■CINEMA■■

「伊能忠敬−子午線の夢」

2001/11/17〜 

監督…小野田嘉幹
夢と共に人生を歩み続けた男、伊能忠敬。加藤剛さんの誠実な人柄がよく表れていた作品だと思います。
中野誠也さんは豪商・山片蟠桃役で、味のある最後を締めくくっています。
同じ学者として相手(伊能忠敬)を認め、尊敬の念を抱く…パンフレットの中で中野誠也さんはそう綴っていましたが、伊能忠敬と山片蟠桃との掛け合いはまさに男の浪漫をかけた貴重な場面となっています。
また、作品の中に出てくる女性陣も光っていました。お栄役の賀来千香子さんに、伊能イネ役の西田ひかるさん。そのひたむきで前向きな姿勢に、なんとも日本人女性のタフさを見た気がします(笑)。


「 大奥十八景」

━━━━━━━━━━

演習目的: 映画紹介文の続きを、末尾の記述の直後から書いてください。 次の行は、この映画紹介文とは別の出典から取得したものです。

元データ:
━━━━━━━━━━

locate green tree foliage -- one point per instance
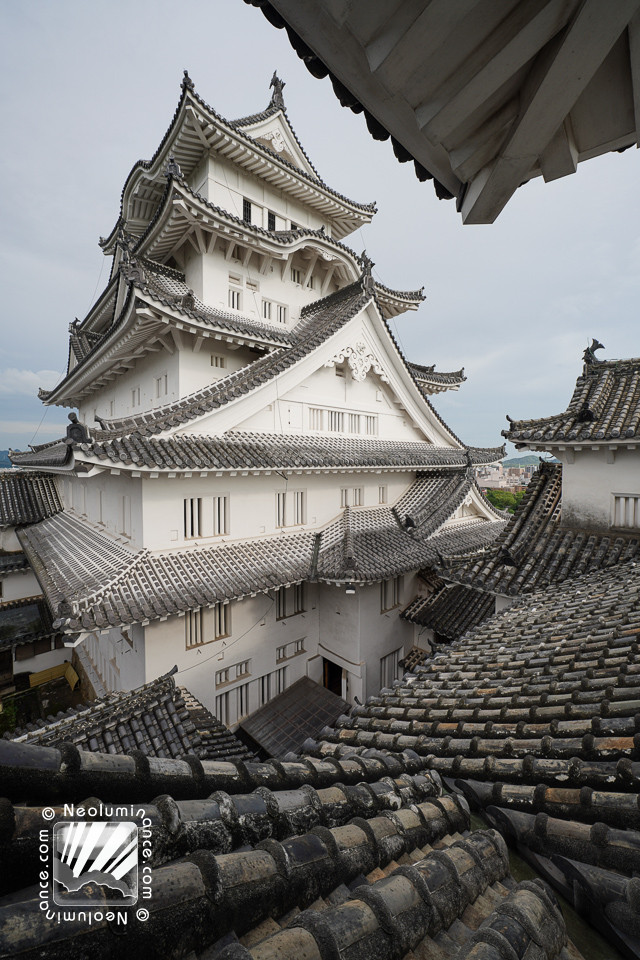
(504, 499)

━━━━━━━━━━

出力結果:
1986 

脚本…南原幹雄
出演…あおい輝彦 伊織祐未 山本奈津子 新藤恵美 辻沢杏子 勝野洋 野村真美 森田水絵 渡辺良子 八神康子 美波千秋 中野誠也
徳川四代将軍・家綱を取り巻く女たちの絢爛たる大奥色絵巻。大奥の女たちの生きざまや争いをこれでもかっ!というほど見せつけてくれます。大人の映画ですので、借りる時には注意して下さい(笑)。
急逝した徳川四代将軍・家綱亡きあと、次期将軍の座をめぐって大老酒井忠清と老中堀田正俊の暗闘が展開するなか、医師・中条源四郎は、老中堀田の密命により家綱の種を宿した女を探すべく、大奥の女たちと関係してゆきます。
中野誠也さんは、家綱の隠し子を葬るために暗躍する老中堀田正俊役として登場します。家綱や中条源四郎が女と戯れて?いるなか、唯一将軍家のため(野望のため?)に脇目も振らず翻弄する中野さん(笑)。女といえども容赦はしない(笑)。もう、彼には次期将軍・綱吉のことしか眼中にないらしく、その探究ぶりは目を見張るほど。眼力パワー炸裂です!


「 天城越え」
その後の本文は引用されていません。